## RECORDS SHOWN
::::::::::

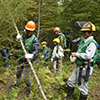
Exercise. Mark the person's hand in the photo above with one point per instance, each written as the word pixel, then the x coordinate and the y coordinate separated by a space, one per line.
pixel 18 36
pixel 29 56
pixel 73 54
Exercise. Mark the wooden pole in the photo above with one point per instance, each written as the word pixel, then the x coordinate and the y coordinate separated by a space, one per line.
pixel 28 60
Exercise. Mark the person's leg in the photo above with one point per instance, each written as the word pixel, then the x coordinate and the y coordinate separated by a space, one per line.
pixel 4 53
pixel 27 78
pixel 71 84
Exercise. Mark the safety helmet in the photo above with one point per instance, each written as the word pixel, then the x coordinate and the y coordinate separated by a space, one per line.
pixel 44 43
pixel 57 29
pixel 88 27
pixel 56 40
pixel 30 26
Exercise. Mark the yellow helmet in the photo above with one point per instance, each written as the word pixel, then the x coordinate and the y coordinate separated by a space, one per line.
pixel 88 27
pixel 56 40
pixel 44 43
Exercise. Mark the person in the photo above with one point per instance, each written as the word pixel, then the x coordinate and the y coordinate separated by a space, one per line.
pixel 98 56
pixel 4 54
pixel 85 59
pixel 32 48
pixel 79 40
pixel 46 51
pixel 68 40
pixel 61 37
pixel 57 55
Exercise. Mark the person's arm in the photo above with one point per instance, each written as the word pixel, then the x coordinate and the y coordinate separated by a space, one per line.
pixel 89 53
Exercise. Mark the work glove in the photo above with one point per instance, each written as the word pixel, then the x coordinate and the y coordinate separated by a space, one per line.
pixel 29 56
pixel 72 59
pixel 18 36
pixel 42 56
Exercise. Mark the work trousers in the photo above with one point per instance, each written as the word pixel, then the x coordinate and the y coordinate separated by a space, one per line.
pixel 4 53
pixel 57 64
pixel 73 80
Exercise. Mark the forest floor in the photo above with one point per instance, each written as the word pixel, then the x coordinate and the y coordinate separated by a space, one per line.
pixel 8 78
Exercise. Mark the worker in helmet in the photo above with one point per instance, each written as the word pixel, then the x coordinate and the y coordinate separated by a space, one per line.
pixel 46 51
pixel 85 58
pixel 32 48
pixel 79 39
pixel 57 55
pixel 61 37
pixel 98 56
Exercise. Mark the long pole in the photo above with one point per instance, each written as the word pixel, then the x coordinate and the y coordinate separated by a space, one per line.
pixel 28 60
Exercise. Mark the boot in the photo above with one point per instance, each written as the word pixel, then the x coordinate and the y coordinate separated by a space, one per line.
pixel 83 97
pixel 69 93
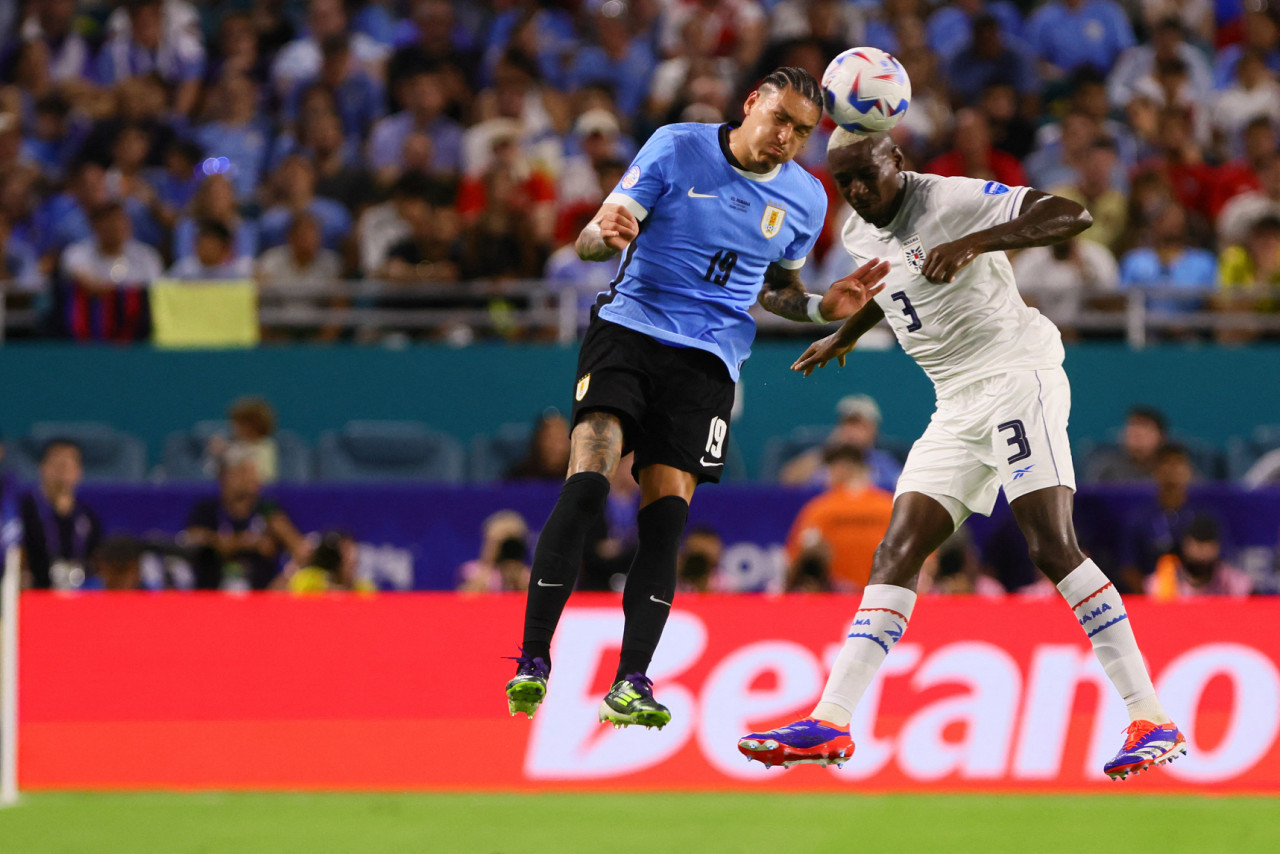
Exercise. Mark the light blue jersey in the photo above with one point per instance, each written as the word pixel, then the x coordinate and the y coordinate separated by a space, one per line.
pixel 708 232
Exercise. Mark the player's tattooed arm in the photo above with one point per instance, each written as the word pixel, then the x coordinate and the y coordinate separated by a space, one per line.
pixel 1043 219
pixel 784 293
pixel 608 233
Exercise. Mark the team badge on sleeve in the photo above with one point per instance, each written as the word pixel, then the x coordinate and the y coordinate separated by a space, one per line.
pixel 914 251
pixel 772 220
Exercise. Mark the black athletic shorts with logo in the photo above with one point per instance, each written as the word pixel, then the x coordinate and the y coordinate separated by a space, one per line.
pixel 673 402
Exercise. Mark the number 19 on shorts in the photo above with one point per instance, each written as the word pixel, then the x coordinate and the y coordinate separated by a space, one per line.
pixel 716 437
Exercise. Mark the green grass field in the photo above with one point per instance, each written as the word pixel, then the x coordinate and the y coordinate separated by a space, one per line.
pixel 698 823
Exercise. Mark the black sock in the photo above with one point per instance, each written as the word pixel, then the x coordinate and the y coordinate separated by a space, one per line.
pixel 650 583
pixel 558 557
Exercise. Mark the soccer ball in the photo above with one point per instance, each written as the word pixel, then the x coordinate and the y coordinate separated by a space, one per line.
pixel 867 90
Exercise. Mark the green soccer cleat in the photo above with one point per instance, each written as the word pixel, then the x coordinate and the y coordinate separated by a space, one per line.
pixel 630 702
pixel 526 690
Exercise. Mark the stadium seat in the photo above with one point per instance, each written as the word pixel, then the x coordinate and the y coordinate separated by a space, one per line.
pixel 388 451
pixel 106 452
pixel 494 455
pixel 183 456
pixel 1242 452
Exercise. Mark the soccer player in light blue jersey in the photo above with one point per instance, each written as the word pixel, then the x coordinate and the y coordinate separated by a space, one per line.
pixel 708 220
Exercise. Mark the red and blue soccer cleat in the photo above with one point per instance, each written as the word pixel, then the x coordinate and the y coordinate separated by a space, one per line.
pixel 808 741
pixel 1146 744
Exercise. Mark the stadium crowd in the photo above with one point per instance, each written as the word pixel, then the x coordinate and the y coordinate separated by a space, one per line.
pixel 433 141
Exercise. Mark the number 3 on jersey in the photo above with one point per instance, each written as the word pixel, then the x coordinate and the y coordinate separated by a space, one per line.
pixel 909 310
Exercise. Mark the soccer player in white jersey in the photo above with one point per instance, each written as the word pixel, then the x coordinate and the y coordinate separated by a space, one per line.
pixel 1002 403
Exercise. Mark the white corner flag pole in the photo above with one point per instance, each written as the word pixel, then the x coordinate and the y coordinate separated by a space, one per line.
pixel 9 677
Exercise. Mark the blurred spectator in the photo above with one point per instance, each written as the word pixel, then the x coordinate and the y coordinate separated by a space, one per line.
pixel 1070 33
pixel 842 525
pixel 1095 188
pixel 1168 42
pixel 1196 567
pixel 332 567
pixel 54 138
pixel 1157 525
pixel 1255 95
pixel 859 427
pixel 106 277
pixel 214 202
pixel 503 562
pixel 1248 274
pixel 1240 176
pixel 176 182
pixel 60 533
pixel 19 266
pixel 621 59
pixel 240 535
pixel 421 95
pixel 146 46
pixel 1169 264
pixel 433 250
pixel 735 28
pixel 233 141
pixel 1146 429
pixel 974 156
pixel 548 451
pixel 987 59
pixel 1239 214
pixel 252 434
pixel 1060 279
pixel 51 23
pixel 302 58
pixel 215 256
pixel 357 95
pixel 508 211
pixel 698 566
pixel 302 259
pixel 118 563
pixel 296 193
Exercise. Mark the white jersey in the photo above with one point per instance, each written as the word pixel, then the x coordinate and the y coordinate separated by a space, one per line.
pixel 968 329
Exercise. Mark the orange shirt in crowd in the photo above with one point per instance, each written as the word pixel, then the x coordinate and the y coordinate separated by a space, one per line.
pixel 851 521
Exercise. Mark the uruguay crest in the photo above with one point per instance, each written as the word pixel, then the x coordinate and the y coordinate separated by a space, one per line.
pixel 914 251
pixel 772 220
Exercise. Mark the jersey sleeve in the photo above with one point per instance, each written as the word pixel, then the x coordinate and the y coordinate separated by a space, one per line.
pixel 647 178
pixel 805 238
pixel 968 205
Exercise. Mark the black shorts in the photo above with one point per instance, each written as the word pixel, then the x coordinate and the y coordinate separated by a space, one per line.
pixel 673 402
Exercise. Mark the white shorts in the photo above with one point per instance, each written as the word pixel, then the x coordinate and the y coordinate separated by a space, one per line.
pixel 1008 430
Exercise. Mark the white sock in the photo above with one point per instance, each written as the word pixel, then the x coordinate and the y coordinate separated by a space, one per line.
pixel 1100 611
pixel 877 626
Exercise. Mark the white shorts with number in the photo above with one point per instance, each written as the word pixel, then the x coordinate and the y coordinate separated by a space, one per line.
pixel 1008 430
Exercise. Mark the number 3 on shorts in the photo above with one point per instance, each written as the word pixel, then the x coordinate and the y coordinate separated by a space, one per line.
pixel 1018 441
pixel 716 437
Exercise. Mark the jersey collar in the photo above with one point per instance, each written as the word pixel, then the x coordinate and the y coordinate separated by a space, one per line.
pixel 734 161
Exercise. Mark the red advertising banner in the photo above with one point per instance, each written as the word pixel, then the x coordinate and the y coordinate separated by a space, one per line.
pixel 406 692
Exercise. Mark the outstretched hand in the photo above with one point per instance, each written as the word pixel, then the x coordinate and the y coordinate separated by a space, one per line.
pixel 848 296
pixel 822 351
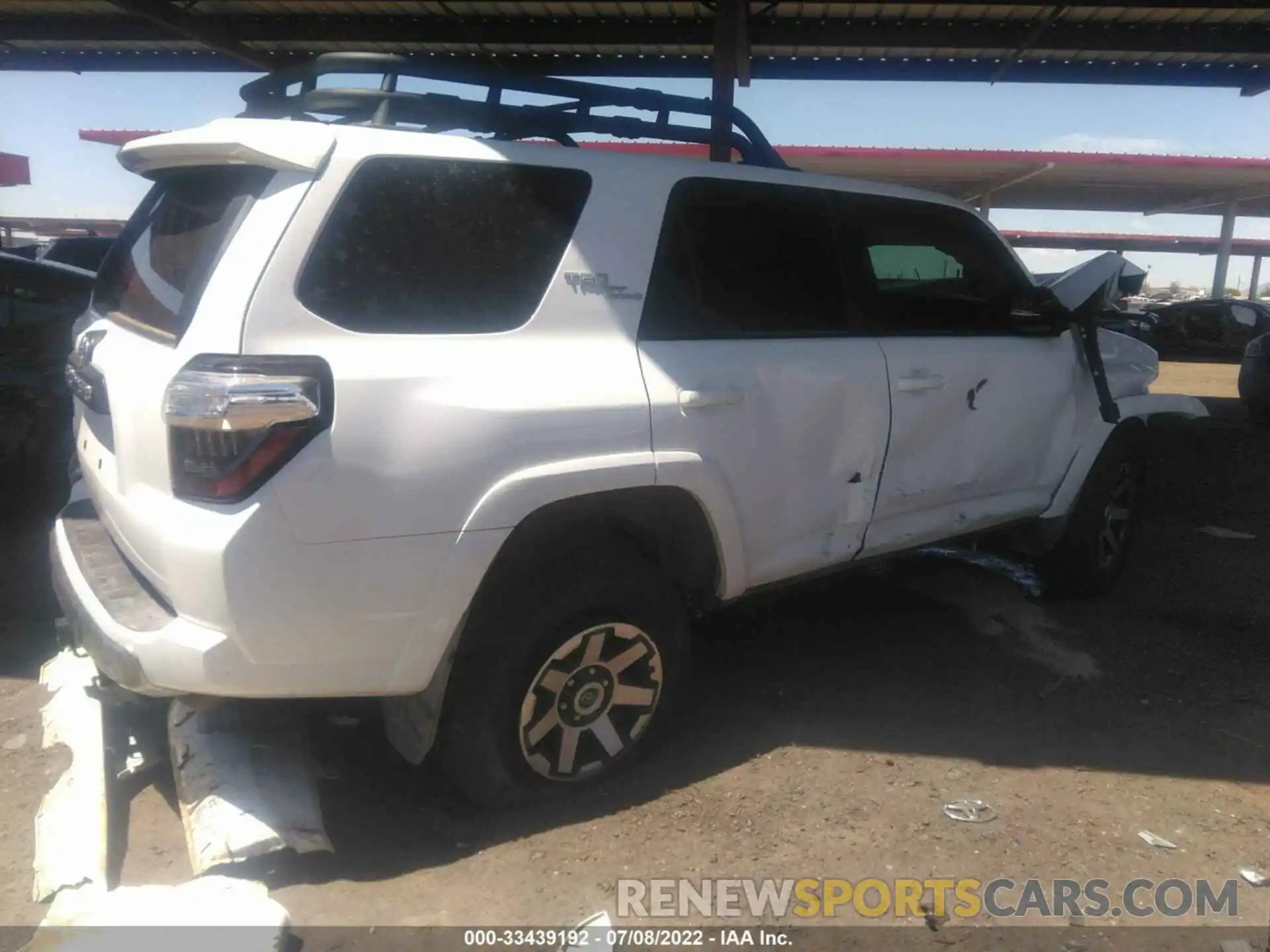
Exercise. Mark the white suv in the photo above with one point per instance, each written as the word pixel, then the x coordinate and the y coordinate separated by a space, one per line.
pixel 476 426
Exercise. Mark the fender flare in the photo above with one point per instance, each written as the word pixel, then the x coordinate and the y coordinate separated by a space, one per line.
pixel 1140 407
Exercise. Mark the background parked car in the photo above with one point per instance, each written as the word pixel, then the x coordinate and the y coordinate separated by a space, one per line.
pixel 85 252
pixel 1133 325
pixel 40 302
pixel 1255 379
pixel 1212 327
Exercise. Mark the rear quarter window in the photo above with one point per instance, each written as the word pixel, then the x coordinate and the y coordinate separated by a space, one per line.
pixel 158 268
pixel 443 247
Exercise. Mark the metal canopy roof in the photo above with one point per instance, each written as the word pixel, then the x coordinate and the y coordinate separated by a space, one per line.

::::::::::

## WORK TO COMPLETE
Replace "cleat" with "boot" in the lines from the one with "Exercise. Mark the green soccer" up to and including the one with "pixel 526 690". Return only those lines, with nothing else changed.

## SOLUTION TO THIS EXERCISE
Exercise. Mark the green soccer boot in the photo above with one point per instance, each written as the word pixel, then the x coordinate and the y coordinate separated by a space, one per line.
pixel 630 702
pixel 526 690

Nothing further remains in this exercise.